* **Task directions**:
Write out the material again exactly, please, and omit the pictures.

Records
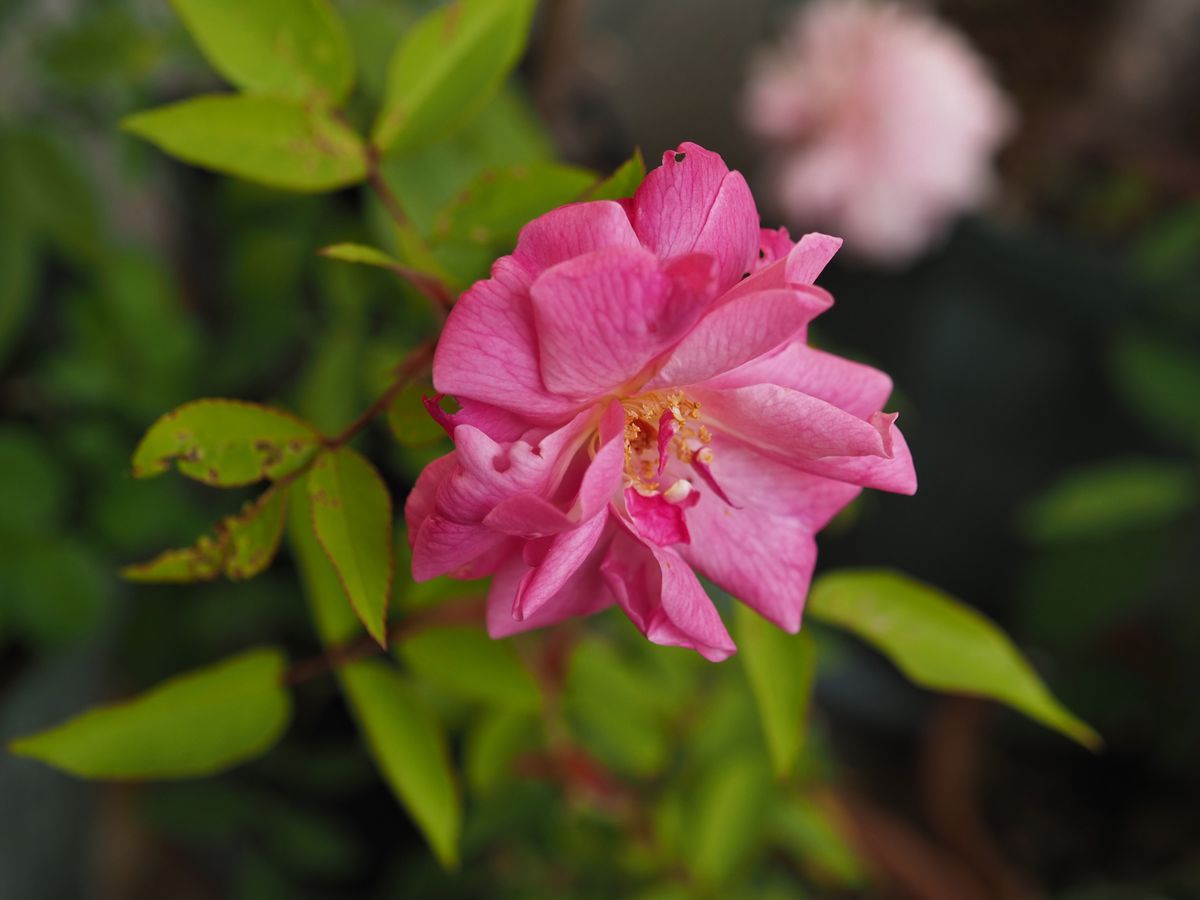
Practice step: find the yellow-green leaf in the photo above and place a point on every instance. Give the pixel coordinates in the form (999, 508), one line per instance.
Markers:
(467, 663)
(352, 520)
(243, 546)
(939, 642)
(274, 141)
(406, 742)
(409, 420)
(360, 253)
(780, 667)
(623, 183)
(226, 443)
(411, 751)
(447, 69)
(497, 204)
(192, 725)
(1111, 498)
(291, 48)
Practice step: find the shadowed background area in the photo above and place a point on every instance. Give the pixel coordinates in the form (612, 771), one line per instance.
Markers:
(1045, 351)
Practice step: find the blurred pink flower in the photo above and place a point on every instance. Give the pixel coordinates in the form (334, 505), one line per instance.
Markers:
(637, 402)
(883, 123)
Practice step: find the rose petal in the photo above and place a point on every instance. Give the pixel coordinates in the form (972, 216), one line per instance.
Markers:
(694, 204)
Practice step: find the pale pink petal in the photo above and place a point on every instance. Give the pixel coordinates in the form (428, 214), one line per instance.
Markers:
(657, 521)
(583, 594)
(739, 331)
(694, 204)
(763, 484)
(421, 501)
(857, 388)
(563, 557)
(573, 231)
(790, 425)
(891, 473)
(802, 265)
(663, 598)
(489, 352)
(773, 244)
(491, 472)
(603, 478)
(809, 257)
(760, 558)
(497, 424)
(601, 318)
(527, 515)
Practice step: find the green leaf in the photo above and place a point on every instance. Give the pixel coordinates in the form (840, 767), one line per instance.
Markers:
(289, 48)
(409, 749)
(226, 443)
(780, 667)
(57, 591)
(241, 547)
(273, 141)
(807, 831)
(48, 189)
(940, 643)
(35, 489)
(623, 183)
(365, 255)
(493, 744)
(612, 712)
(467, 663)
(1159, 382)
(192, 725)
(409, 420)
(497, 204)
(406, 742)
(1113, 498)
(360, 253)
(18, 271)
(352, 520)
(447, 69)
(727, 819)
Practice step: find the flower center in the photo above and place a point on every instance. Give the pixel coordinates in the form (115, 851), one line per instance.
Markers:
(658, 426)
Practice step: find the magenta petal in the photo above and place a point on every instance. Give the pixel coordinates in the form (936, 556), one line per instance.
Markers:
(583, 594)
(564, 555)
(601, 318)
(601, 480)
(663, 598)
(489, 352)
(739, 331)
(763, 559)
(442, 546)
(497, 424)
(657, 520)
(421, 501)
(787, 424)
(809, 257)
(528, 515)
(802, 265)
(850, 385)
(773, 244)
(693, 203)
(574, 231)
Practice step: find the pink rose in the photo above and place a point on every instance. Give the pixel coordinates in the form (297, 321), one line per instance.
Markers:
(636, 405)
(882, 120)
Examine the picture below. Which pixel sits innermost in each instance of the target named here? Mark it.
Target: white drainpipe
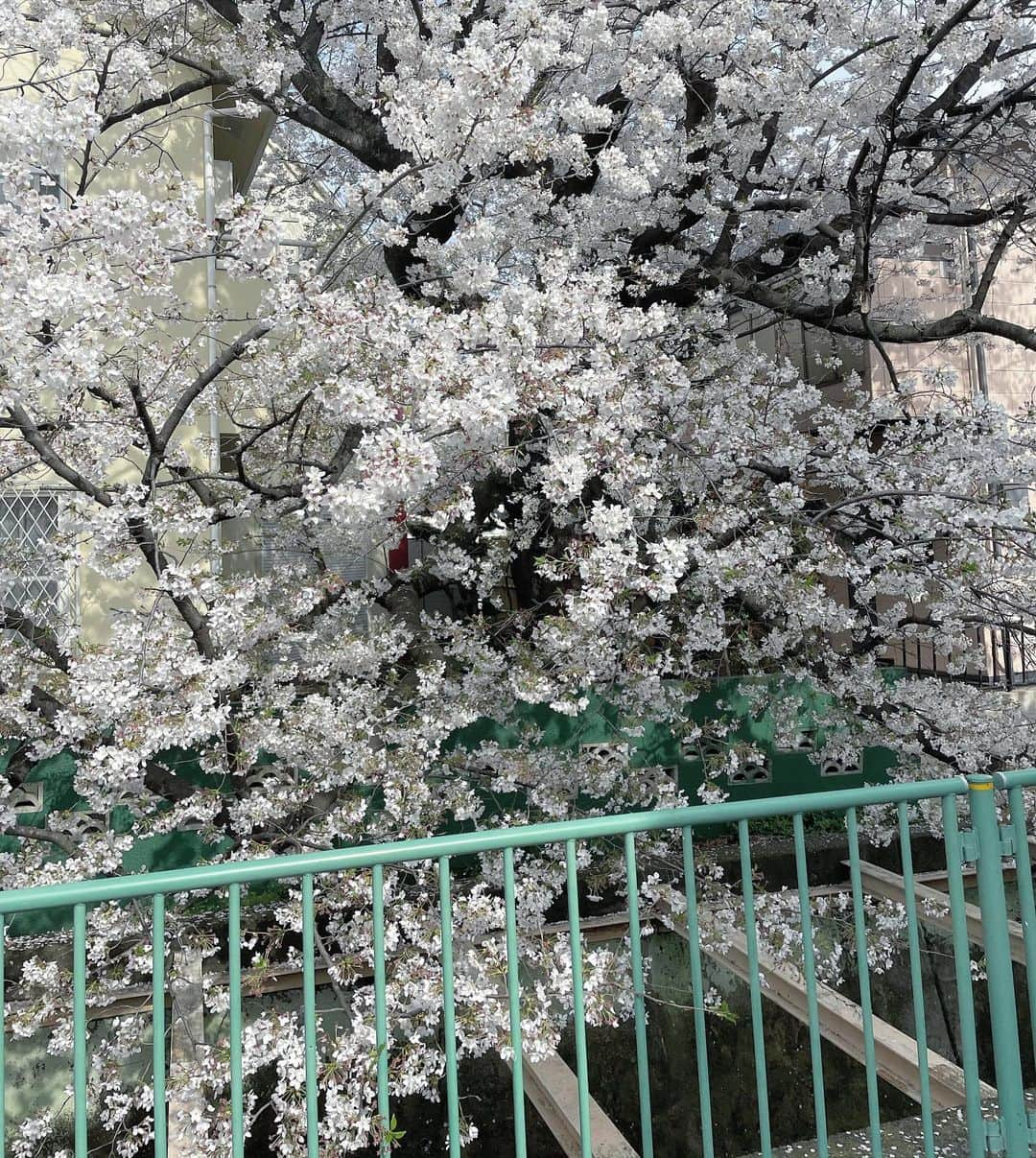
(211, 303)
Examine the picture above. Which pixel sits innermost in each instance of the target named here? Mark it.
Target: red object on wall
(399, 555)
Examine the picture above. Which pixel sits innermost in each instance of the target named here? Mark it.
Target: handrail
(431, 848)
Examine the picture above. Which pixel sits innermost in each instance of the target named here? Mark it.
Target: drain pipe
(211, 302)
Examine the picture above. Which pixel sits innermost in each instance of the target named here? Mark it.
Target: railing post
(1013, 1128)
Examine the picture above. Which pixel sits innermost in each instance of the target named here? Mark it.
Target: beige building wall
(216, 155)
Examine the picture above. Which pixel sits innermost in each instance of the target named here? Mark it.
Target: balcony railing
(986, 801)
(1008, 652)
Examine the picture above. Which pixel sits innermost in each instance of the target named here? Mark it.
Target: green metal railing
(1005, 1128)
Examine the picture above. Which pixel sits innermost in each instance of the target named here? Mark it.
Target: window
(32, 579)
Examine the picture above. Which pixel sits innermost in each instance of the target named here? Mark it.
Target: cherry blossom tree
(549, 240)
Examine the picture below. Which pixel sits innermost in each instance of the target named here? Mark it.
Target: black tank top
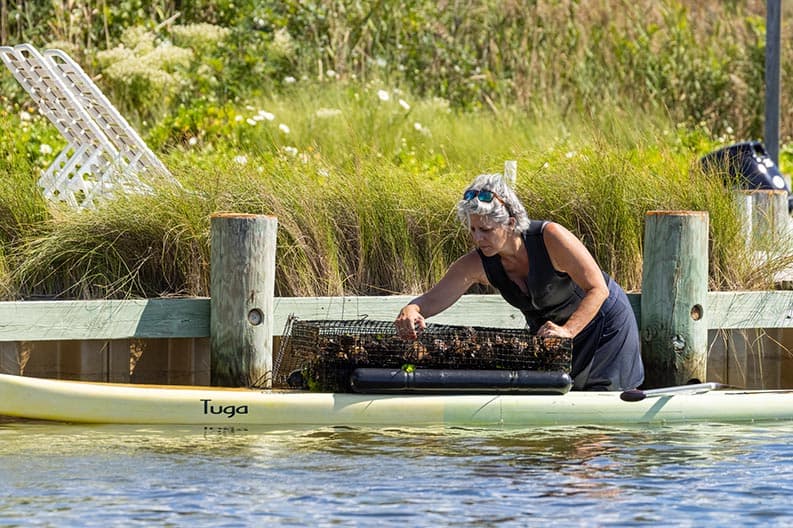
(552, 295)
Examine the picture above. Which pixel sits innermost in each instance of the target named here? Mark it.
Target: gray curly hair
(495, 210)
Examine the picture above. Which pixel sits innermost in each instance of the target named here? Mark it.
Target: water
(703, 475)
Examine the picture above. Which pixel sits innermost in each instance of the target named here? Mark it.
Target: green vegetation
(358, 128)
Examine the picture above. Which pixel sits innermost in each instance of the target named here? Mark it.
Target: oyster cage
(320, 355)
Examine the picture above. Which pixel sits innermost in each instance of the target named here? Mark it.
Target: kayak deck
(87, 402)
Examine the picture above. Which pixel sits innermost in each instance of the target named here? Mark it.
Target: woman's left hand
(550, 329)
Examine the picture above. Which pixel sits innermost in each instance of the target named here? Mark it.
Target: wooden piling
(674, 292)
(242, 282)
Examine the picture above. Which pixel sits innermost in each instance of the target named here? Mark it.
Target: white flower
(421, 129)
(327, 112)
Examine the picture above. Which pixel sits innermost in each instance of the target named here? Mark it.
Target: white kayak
(107, 403)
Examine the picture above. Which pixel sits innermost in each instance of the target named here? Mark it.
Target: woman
(545, 271)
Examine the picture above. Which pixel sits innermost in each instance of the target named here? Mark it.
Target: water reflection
(62, 474)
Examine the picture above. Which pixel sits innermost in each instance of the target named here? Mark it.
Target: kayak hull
(106, 403)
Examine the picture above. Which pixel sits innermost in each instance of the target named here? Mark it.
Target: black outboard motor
(750, 163)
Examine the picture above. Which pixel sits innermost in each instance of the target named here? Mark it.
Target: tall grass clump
(358, 124)
(364, 188)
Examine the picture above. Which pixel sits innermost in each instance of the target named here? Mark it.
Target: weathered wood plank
(111, 319)
(189, 317)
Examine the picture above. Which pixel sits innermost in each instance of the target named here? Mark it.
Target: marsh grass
(364, 188)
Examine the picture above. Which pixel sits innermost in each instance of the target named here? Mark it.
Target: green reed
(364, 180)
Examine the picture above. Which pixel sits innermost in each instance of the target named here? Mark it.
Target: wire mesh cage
(320, 355)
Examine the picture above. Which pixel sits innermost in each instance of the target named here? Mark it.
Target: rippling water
(703, 475)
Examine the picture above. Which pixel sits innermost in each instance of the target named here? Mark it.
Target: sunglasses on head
(483, 195)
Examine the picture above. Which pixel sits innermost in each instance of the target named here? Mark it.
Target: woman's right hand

* **Finished task**:
Practice step: find the yellow-green leaf in the photo above and place a point on every instance. Give the pixel coordinates in the form (999, 508), one line per instance.
Markers:
(467, 663)
(352, 520)
(243, 546)
(939, 642)
(274, 141)
(406, 742)
(409, 420)
(360, 253)
(780, 667)
(623, 183)
(226, 443)
(411, 751)
(447, 69)
(497, 204)
(192, 725)
(1111, 498)
(291, 48)
Practice step: find the shadowed background area in the photo above and place a point on every instance. Give the pixel coordinates in the form (612, 771), one line per instance.
Markers:
(1045, 351)
Practice step: find the blurred pink flower in the photo above and place a point on every instance. Give the pixel coordinates in the form (334, 505), one line per instance.
Markers:
(637, 402)
(883, 123)
Practice step: find the rose petal in the photo above and place a point on every instance. Give the pixel coordinates in the form (972, 216), one line per instance.
Markers:
(694, 204)
Practice step: find the pale pink petal in the photo above and place a point on every instance. Give the pixel coordinates in the form (428, 214), one line per instance.
Markers:
(657, 521)
(583, 594)
(739, 331)
(694, 204)
(763, 484)
(421, 501)
(857, 388)
(563, 557)
(573, 231)
(790, 425)
(891, 473)
(802, 265)
(663, 598)
(489, 352)
(773, 244)
(491, 472)
(603, 478)
(809, 257)
(760, 558)
(497, 424)
(601, 318)
(527, 515)
Practice step: find the green leaf in the photo above and place a point on every instance. Give the pixel coordinates in the form (840, 767), one line per instance.
Markers:
(289, 48)
(409, 749)
(226, 443)
(780, 667)
(57, 591)
(241, 547)
(273, 141)
(807, 831)
(48, 189)
(940, 643)
(35, 489)
(623, 183)
(365, 255)
(493, 744)
(612, 712)
(467, 663)
(1159, 382)
(192, 725)
(409, 420)
(497, 204)
(406, 742)
(1113, 498)
(360, 253)
(18, 271)
(352, 520)
(447, 69)
(727, 819)
Practice step: find the flower center in the photo above and place a point on every instance. Give the pixel coordinates in the form (115, 851), one line per instance.
Markers:
(658, 426)
Practice step: find the magenta petal in the photo above and place a point on every instance. Give the pixel coordinates in the form (936, 556), one line per instance.
Markers:
(583, 594)
(564, 555)
(601, 318)
(601, 480)
(663, 598)
(489, 352)
(739, 331)
(763, 559)
(442, 546)
(497, 424)
(657, 520)
(421, 501)
(787, 424)
(809, 257)
(528, 515)
(802, 265)
(850, 385)
(773, 244)
(693, 203)
(574, 231)
Practice step: find the pink rose in the photo above and place a point on every instance. Give the pixel coordinates in the form (297, 321), one line per instance.
Markers:
(636, 405)
(882, 120)
Examine the picture below. Which pixel sits innermost in each instance of the target named here? Mark it.
Target: white drainpipe
(211, 303)
Examine the picture above. Which pixel sits innermost in each instance of the target named here? Mark it.
Target: red object on wall
(399, 555)
Examine the picture above. Which pixel sits innermost in each instance of the target named here? Mark it.
Target: handrail
(431, 848)
Examine the picture above. Which pixel sits innermost in each instance of the target named here? Mark it.
Target: drain pipe
(211, 302)
Examine the picture above. Which pixel sits innermost in each instance of the target named here? Mark it.
Target: railing post
(1013, 1128)
Examine the picture above. Which pixel sits innermost in each instance of the target named here? Mark it.
Target: beige building wall
(216, 155)
Examine the picture above. Which pixel sits innermost in each instance of the target named here? Mark it.
Target: balcony railing
(986, 801)
(1008, 652)
Examine the picture above. Which pixel sits innermost in each instance of the target named here? Mark it.
Target: green metal railing
(1005, 1128)
Examine the picture above. Which pixel sits innermost in each instance of the target named here? Mark it.
Target: window
(32, 579)
Examine the picture above. Which pixel sits innermost in each instance of the target named here? Mark it.
Target: cherry blossom tree
(549, 240)
Examine the picture below. Which pixel sits innermost in each instance of the target named here? Mark it.
Target: black tank top
(552, 295)
Examine the picture above. Which pixel sits innermost in each instance of the target named here? Mark it.
Target: gray curly hair
(495, 210)
Examine the picture above. Which pixel sits innermost in each instance of the target named here? Mark it.
Target: water
(703, 475)
Examine the picture above. Which pixel sits innermost in each instance of the target named here? Mark it.
Target: green vegetation
(358, 128)
Examine the picture above. Which pixel sits innermost in each instance of the target named here? Mark it.
Target: oyster cage
(320, 355)
Examine the picture above. Which pixel sits innermost in each instance of the target named here? Mark it.
Target: kayak deck
(87, 402)
Examine the picture above. Which pixel sits innermost in each instance of the target named here? Mark it.
Target: woman's left hand
(550, 329)
Examine the picture above. Which pixel sits innermost in each instance of the target named here? Mark it.
Target: wooden piling
(674, 292)
(242, 282)
Examine the picture above. Which pixel sits innermost in each instance of the target named here? Mark it.
Target: white flower
(421, 129)
(327, 112)
Examine the picture above. Which pixel sits innermost in each instance of the target named here? Mark it.
Target: white kayak
(107, 403)
Examine the picture above. Which pixel sits innermost in each instance of the target named here? Mark it.
Target: woman
(545, 271)
Examine the picture above. Which pixel sits innermost in each instance of the target named here? Mark it.
Target: water reflection
(62, 474)
Examine the picture above. Which pixel sits innermost in each instance of the target named here? Mark it.
Target: kayak hull
(106, 403)
Examine the picture above. Which pixel sits innermost in each instance of the target named here? Mark it.
Target: black outboard motor
(750, 163)
Examine the picture above. Which pixel sits innermost in each instance of the target named here? Mark it.
Target: tall grass clump
(358, 124)
(364, 188)
Examine the picture above. Which pixel sits innermost in each instance of the target named here? Mark it.
Target: weathered wood plank
(111, 319)
(189, 317)
Examine the picture above. Which pixel sits innermost in each instance of the target named here? Mark it.
Target: marsh grass
(364, 188)
Examine the picture above. Which pixel sits innermost in each instance of the target named here? Mark it.
Target: green reed
(364, 180)
Examine the picture above. Which pixel sits innermost in each instance of the target named here? Mark it.
Target: wire mesh cage
(320, 355)
Examine the picture above. Which pixel sits innermost in each instance of the target named here? Mark it.
Target: rippling water
(703, 475)
Examine the picture above. Which pixel sits innermost in each instance of the target named here? Mark it.
Target: sunglasses on head
(483, 195)
Examine the picture above. Which pixel sits innermost in each instance of the target named here? Mark it.
Target: woman's right hand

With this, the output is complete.